(Beginning of Given information)

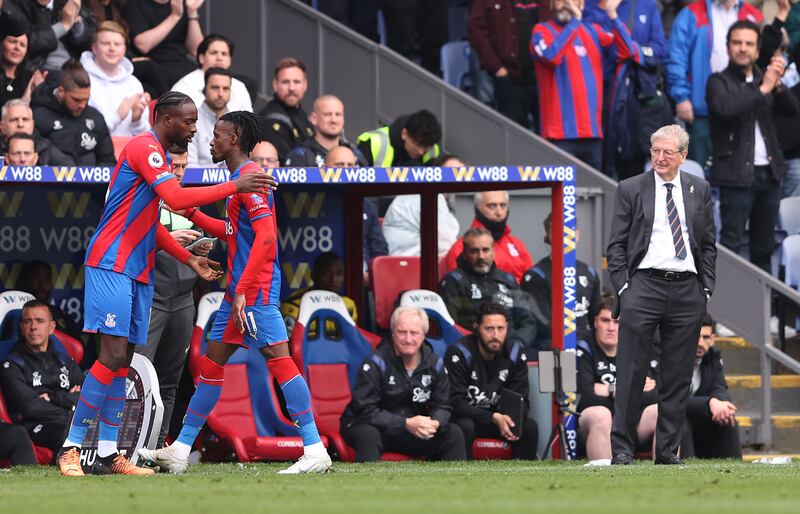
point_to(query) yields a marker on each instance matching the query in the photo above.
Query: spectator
(18, 80)
(214, 51)
(373, 242)
(327, 274)
(17, 118)
(328, 121)
(21, 151)
(116, 93)
(402, 223)
(59, 30)
(477, 280)
(409, 140)
(597, 377)
(537, 282)
(748, 164)
(165, 32)
(491, 213)
(36, 278)
(637, 107)
(695, 51)
(217, 93)
(265, 155)
(285, 121)
(482, 368)
(711, 430)
(15, 445)
(419, 24)
(568, 60)
(172, 312)
(499, 32)
(401, 399)
(74, 127)
(40, 385)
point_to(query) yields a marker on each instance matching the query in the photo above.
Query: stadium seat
(248, 414)
(455, 63)
(789, 213)
(119, 143)
(443, 329)
(389, 276)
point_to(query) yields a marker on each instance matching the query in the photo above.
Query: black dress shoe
(622, 459)
(669, 459)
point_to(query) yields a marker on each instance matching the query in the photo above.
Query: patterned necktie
(675, 224)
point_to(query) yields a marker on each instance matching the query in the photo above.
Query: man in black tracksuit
(400, 402)
(537, 282)
(40, 385)
(477, 280)
(66, 119)
(286, 123)
(481, 367)
(711, 430)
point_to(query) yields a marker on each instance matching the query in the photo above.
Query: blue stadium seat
(455, 63)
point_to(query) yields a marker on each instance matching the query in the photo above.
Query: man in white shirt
(661, 259)
(115, 92)
(216, 98)
(215, 51)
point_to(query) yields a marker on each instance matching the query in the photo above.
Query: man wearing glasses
(711, 430)
(661, 258)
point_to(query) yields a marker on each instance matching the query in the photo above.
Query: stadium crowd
(593, 78)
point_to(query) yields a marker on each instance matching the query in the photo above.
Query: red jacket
(510, 254)
(493, 34)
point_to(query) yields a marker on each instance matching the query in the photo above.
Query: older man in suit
(661, 257)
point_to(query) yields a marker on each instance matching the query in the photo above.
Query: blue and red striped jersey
(242, 209)
(568, 60)
(125, 238)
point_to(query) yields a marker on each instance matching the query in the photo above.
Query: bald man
(328, 121)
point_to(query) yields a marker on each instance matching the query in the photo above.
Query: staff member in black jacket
(65, 118)
(748, 164)
(711, 430)
(401, 398)
(40, 385)
(480, 367)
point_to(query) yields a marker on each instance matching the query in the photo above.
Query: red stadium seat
(119, 144)
(389, 276)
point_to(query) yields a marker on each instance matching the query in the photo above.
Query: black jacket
(537, 283)
(25, 375)
(463, 291)
(595, 367)
(384, 394)
(42, 39)
(311, 154)
(476, 384)
(85, 139)
(285, 127)
(734, 106)
(712, 385)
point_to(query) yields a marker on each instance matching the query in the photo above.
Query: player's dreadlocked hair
(170, 100)
(248, 128)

(End of Given information)

**Exercise details**
Lines from the one containing "Query: blue stadium seat" through the final line of the entries are the only ones to print, and each must match exactly.

**Answer space**
Query: blue stadium seat
(455, 63)
point_to(query) yields a marker on each instance matching the query in the photo above.
Query: man in white shirt
(661, 259)
(115, 92)
(216, 98)
(215, 51)
point_to(query) yields a marker on each instance matching the query in the photo above.
Query: man wearing glasses
(711, 430)
(661, 258)
point_to(query) yields a marker on each instance matching the query in the photo above.
Query: stadium crowd
(593, 78)
point_to(query) yields a marker on each instance matching the query in the photo above.
Query: red jacket
(510, 254)
(493, 34)
point_to(query) yields a marker on each instance matching the query in the photo above.
Query: older man in suit
(661, 257)
point_to(query) yields a marker on each instance matching the query in the photo above.
Query: blue and red striped jersey
(242, 209)
(568, 60)
(125, 238)
point_to(query) yields a marker on each instance matching the query in the photo above.
Query: bald man
(328, 121)
point_to(query) yields a marker on each instance matching the query in the photo above.
Query: staff member in black jacket
(65, 118)
(748, 164)
(711, 430)
(401, 398)
(40, 385)
(480, 367)
point_to(query) yields a marker on each instance matching the query in the photo above.
Query: red stadium seat
(119, 144)
(389, 276)
point_to(query) yields a marker on each instance matching the query in the photo above.
Query: black jacket
(537, 283)
(25, 375)
(463, 291)
(595, 367)
(384, 394)
(42, 39)
(311, 154)
(476, 384)
(85, 139)
(285, 127)
(734, 106)
(712, 385)
point_to(query) yields a marker on each instance matching the query in the photo above.
Query: player's dreadlocked hair
(170, 100)
(248, 128)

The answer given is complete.